═════ Given passage

Re: [boinc_dev] CPU throttling and GPU apps

2013-07-09 Thread McLeod, John
The only problem is that there is no real standard for determining the 
temperature of the CPU (every manufacturer seems to have done it differently.  
Speed fan is keeping up with this, it is probably not something that BOINC 
developers really should be attempting to do.

-Original Message-
From: Charles Elliott [mailto:elliott...@verizon.net] 
Sent: Tuesday, July 09, 2013 7:15 AM
To: McLeod, John; 'David Anderson'; boinc_dev@ssl.berkeley.edu
Subject: RE: [boinc_dev] CPU throttling and GPU apps

Three of my computers are in a small second floor bedroom with an asphalt
roof and a box fan placed in a window close to the ground for its only
ventilation.  During the afternoons room temperatures are 95 F or higher,
too much for the computers.

If heat is the problem, it makes more sense to measure CPU/GPU temperatures
and reduce the load on a device if the temperature rises above a set point,
and increase it if the temps go below a lower set point.

I wrote a Java program that does exactly that.  It accesses temperatures by
parsing a SpeedFan logging file on each computer, and affects Boinc by
changing the ncpusN/ncpus line in cc_config.xml and issuing a
read_cc_config RPC.  Something similar might be possible for the GPUs.

It seems to work.  Yesterday, its first day of operation, during the
afternoon it lowered the CPUs used of the three computers from 8 to 6, and
then last night, starting about 10:30, it slowly raised them back to 8,
where it is now.

Charles Elliott

 -Original Message-
 From: boinc_dev [mailto:boinc_dev-boun...@ssl.berkeley.edu] On Behalf
 Of McLeod, John
 Sent: Monday, July 8, 2013 11:21 AM
 To: David Anderson; boinc_dev@ssl.berkeley.edu
 Subject: Re: [boinc_dev] CPU throttling and GPU apps
 
 How about changing it to not throttle apps that use less than the
 current throttling value?  E.g. if throttling is set at .9, don't
 throttle a task that uses .8.
 
 -Original Message-
 From: boinc_dev [mailto:boinc_dev-boun...@ssl.berkeley.edu] On Behalf
 Of David Anderson
 Sent: Friday, July 05, 2013 11:50 PM
 To: boinc_dev@ssl.berkeley.edu
 Subject: Re: [boinc_dev] CPU throttling and GPU apps
 
 I changed it not throttle apps that use  .5 CPUs
 -- David
 
 On 04-Jul-2013 2:38 PM, Eric J Korpela wrote:
  The only pro I can think of would be to reduce GPU use to keep
  temperature or power use down, but that would be better implemented
 as
  GPU throttling.

══════════
═════ Information shown

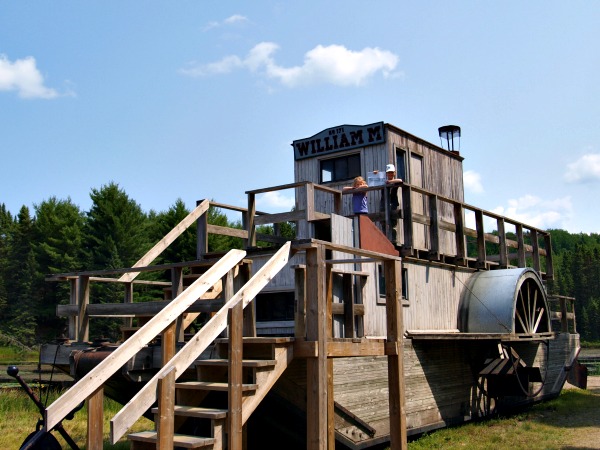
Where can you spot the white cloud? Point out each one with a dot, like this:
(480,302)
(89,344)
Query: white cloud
(274,200)
(585,169)
(472,181)
(231,20)
(537,212)
(23,76)
(236,18)
(333,64)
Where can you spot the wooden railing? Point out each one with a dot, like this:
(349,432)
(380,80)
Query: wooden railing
(563,310)
(90,386)
(438,214)
(180,361)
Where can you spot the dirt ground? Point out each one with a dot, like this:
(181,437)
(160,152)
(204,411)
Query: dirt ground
(586,423)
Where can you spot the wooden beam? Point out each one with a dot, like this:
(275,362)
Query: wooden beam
(161,245)
(316,331)
(83,333)
(197,344)
(395,332)
(95,435)
(299,301)
(165,424)
(105,369)
(235,321)
(251,220)
(502,250)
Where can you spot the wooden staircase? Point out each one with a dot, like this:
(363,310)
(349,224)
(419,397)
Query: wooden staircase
(201,411)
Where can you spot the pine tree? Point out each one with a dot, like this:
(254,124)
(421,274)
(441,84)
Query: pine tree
(20,282)
(58,236)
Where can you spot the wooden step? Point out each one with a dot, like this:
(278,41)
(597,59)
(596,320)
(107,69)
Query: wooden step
(198,412)
(260,340)
(179,440)
(212,386)
(245,362)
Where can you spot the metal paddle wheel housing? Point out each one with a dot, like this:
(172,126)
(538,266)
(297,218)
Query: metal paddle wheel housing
(510,303)
(507,301)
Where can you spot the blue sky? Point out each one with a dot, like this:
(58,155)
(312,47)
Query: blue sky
(202,99)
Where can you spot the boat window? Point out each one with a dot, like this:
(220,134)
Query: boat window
(401,165)
(339,169)
(381,284)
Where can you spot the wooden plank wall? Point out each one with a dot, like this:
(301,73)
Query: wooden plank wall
(438,387)
(433,295)
(433,299)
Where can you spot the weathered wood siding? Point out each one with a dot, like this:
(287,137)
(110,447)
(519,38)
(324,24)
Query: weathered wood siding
(430,167)
(433,298)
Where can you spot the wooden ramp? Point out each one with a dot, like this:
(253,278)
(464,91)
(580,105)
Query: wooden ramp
(200,409)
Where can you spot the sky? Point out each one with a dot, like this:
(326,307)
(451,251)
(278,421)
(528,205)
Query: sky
(199,99)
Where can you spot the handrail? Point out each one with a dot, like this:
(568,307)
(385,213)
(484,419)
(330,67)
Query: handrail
(127,416)
(89,383)
(161,245)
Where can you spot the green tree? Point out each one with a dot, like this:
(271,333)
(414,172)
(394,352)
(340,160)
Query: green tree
(20,281)
(58,234)
(184,247)
(6,226)
(115,236)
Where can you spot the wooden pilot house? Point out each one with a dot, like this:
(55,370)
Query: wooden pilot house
(361,331)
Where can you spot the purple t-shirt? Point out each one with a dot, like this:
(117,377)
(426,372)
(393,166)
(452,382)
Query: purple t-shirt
(359,203)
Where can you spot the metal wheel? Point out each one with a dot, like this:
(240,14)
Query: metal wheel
(531,315)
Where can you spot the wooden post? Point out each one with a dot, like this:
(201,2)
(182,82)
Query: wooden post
(95,438)
(128,321)
(235,435)
(395,331)
(535,251)
(459,234)
(502,249)
(434,229)
(549,265)
(338,202)
(300,303)
(176,289)
(408,244)
(349,328)
(521,245)
(165,426)
(251,214)
(310,201)
(249,313)
(481,256)
(564,320)
(73,300)
(83,333)
(201,234)
(316,368)
(328,361)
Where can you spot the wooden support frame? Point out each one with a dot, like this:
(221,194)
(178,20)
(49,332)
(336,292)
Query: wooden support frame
(459,234)
(197,344)
(95,421)
(83,321)
(235,424)
(395,331)
(316,368)
(502,249)
(97,376)
(165,423)
(73,301)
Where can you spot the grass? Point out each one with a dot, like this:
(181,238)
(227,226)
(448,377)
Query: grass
(549,425)
(20,415)
(12,355)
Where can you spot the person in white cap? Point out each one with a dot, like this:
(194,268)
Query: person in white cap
(390,174)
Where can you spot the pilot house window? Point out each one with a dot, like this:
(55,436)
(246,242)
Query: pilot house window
(340,169)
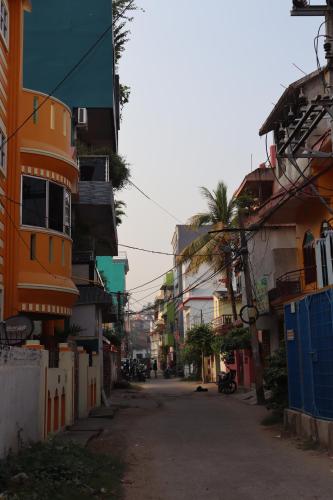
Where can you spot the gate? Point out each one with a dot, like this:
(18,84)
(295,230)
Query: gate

══════════

Tasks to perform ::
**1.** Can you repeat the mailing-list thread from "Three of my" up to and including "lower set point."?
**2.** Which people wrote the messages that appear in the mailing-list thread?

Solutions ::
**1.**
Three of my computers are in a small second floor bedroom with an asphalt
roof and a box fan placed in a window close to the ground for its only
ventilation.  During the afternoons room temperatures are 95 F or higher,
too much for the computers.

If heat is the problem, it makes more sense to measure CPU/GPU temperatures
and reduce the load on a device if the temperature rises above a set point,
and increase it if the temps go below a lower set point.

**2.**
McLeod, John
Charles Elliott
David Anderson
Eric J Korpela